--- start Working data ---

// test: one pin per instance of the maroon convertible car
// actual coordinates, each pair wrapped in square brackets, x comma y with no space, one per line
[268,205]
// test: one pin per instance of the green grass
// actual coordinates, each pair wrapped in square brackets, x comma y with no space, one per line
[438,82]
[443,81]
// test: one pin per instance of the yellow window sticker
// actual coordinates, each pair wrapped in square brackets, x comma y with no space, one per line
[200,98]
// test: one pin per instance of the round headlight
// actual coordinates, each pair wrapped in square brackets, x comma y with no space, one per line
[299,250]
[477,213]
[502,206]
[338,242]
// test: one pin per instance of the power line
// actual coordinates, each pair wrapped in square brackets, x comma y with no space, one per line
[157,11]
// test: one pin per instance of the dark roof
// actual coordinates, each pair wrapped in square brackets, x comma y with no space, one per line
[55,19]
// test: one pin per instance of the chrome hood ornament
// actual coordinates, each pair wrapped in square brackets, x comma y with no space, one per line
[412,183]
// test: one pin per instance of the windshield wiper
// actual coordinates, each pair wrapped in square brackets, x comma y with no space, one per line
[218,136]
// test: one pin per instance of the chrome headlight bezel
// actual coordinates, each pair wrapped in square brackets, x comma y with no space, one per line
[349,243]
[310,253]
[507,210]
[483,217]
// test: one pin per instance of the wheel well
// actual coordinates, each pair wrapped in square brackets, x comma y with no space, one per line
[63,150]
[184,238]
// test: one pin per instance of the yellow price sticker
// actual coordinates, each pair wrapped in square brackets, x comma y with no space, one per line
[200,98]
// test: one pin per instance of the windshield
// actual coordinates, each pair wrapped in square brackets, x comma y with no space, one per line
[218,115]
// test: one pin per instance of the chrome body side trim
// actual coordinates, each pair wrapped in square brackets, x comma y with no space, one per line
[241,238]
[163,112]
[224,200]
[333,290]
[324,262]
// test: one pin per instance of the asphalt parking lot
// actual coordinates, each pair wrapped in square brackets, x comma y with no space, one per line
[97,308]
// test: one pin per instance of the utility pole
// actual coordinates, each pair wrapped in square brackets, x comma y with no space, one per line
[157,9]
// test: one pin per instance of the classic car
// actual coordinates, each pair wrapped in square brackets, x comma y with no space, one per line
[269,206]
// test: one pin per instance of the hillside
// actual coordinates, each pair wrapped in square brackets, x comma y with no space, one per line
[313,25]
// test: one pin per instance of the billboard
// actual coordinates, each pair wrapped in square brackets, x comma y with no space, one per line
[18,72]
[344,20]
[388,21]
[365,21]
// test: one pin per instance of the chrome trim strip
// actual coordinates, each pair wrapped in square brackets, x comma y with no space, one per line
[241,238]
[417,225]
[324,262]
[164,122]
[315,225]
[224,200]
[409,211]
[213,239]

--- end Working data ---

Task prompt
Extract the data from the line containing "the classic car" through the final line of the data, both ends included, and reproduce each line without change.

Task response
// test: one pin per instance of the classic car
// actual coordinates, each pair wrapped in square brackets, x comma y with no space, one per line
[269,206]
// test: one pin per instance of the hillside
// actual coordinates, each pair wrapped in square brackets, x comma y with no space, one per line
[313,25]
// test: one pin per instance of the billboard
// actual coordinates, each pair wrapped in square brackets, x comma y with no space, one per line
[18,72]
[344,20]
[388,21]
[365,21]
// test: one pin per instance of the chrome trim strip
// actual coordinates, each pair wrapped in square brackets, x comma y with no space, one per line
[241,238]
[417,225]
[324,262]
[164,122]
[315,225]
[224,200]
[409,211]
[213,239]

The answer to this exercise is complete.